Instructions ->
1 - According to the birding diary, where were the 2 Willow Tits seen on 18 January 2015?
2 - Write the next passage of the birding diary, picking up after its final sentence.
***** Excerpted text
Sunday, 25 January 2015


Another quiet morning on the patch today, ticking off some of the commoner species I still needed for Patchwork Challenge. Highlights included Purple Sandpiper at Hadston, Ross's Goose, Peregrine, Black-necked Grebe and Otter at Chevington, Golden Plover from the Budge Screen and 30+ Twite at Hemscott Hill.

PWC 15
Species: 83
Points: 99

Sunday, 18 January 2015


Earlier reports of the Rose-coloured Starling in Prudhoe suggested that it was very hard to catch up with, so we weren't very optimistic when we set off this morning. We decided to leave the car to make sure we didn't get stuck on the ice on any of the slopes and walk instead. An hour later we were still walking around in the drizzle when I looked at four silhouetted starlings and saw that one of them was the adult Rose-coloured Starling. I managed to take a few record shots in the horrific light before it flew off. Certainly not an easy bird to find and surprisingly easy to overlook...

On the way home we stopped in at Big Waters and the highlight was 2 Willow Tits in the woods.
**********
***** Given entries
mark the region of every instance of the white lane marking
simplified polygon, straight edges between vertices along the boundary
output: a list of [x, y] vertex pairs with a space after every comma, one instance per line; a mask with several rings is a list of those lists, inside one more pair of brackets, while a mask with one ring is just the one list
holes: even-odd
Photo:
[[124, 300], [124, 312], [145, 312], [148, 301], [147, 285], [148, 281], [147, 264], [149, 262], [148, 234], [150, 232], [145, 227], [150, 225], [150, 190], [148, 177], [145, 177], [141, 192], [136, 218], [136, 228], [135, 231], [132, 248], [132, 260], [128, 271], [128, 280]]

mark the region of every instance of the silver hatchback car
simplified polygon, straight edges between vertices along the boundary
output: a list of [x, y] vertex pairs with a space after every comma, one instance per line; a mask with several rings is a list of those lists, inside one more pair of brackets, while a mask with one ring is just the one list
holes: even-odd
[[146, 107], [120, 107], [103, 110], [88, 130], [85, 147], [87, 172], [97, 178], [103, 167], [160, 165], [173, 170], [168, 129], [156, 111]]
**********
Answers per task ->
1 - In the woods at Big Waters.

2 -
Rose-coloured Starling

Saturday, 17 January 2015

Jupiter & Lovejoy

I was pleased to discover that I could see some of Jupiter's rings through the scope at 60x tonight. I attempted to digiscope it and you can just about see a couple of rings in the photos. Quite pleased given that I don't even own a astronomy telescope. Also visible were it's four brightest moons.

I took a few more of Comet Lovejoy C/2014 Q2 as well.


Jupiter and four of it's moons

Comet Lovejoy C/2014 Q2

Sunday, 11 January 2015

Staying Local...

Expecting it to be quite a quiet day, we only intended to do a couple of hours birding when we set out this morning,. Our main target was the 3 Tundra Bean Geese at Warkworth Lane, which were still present but the wind made photos almost impossible. 5 Whooper Swans dropped in.

No sign of the Little Owl near Widdrington on both of our attempts, also no sign of last weekend's Green-winged Teal at Druridge Pools, but it was probably there, out of sight in the grasses. A Water Rail was the best bird seen from the Budge Screen. A Pintail was also asleep.

A quick look at Hadston produced some of the commoner waders which I still needed for Patchwork Challenge. When we reached Chevington we found an adult Black-throated Diver on the North Pool (possibly the same bird that was here last winter?). The adult Black-necked Grebe, Long-tailed Duck and Otter remained there as well. The hybrid/escape White-front/Lesser White-front thing also dropped in with some Greylags.

PWC 15
Species: 69
Points: 82

Tundra Bean Geese record shot

Black-throated Diver record shots

Black-necked Grebe - another record shot!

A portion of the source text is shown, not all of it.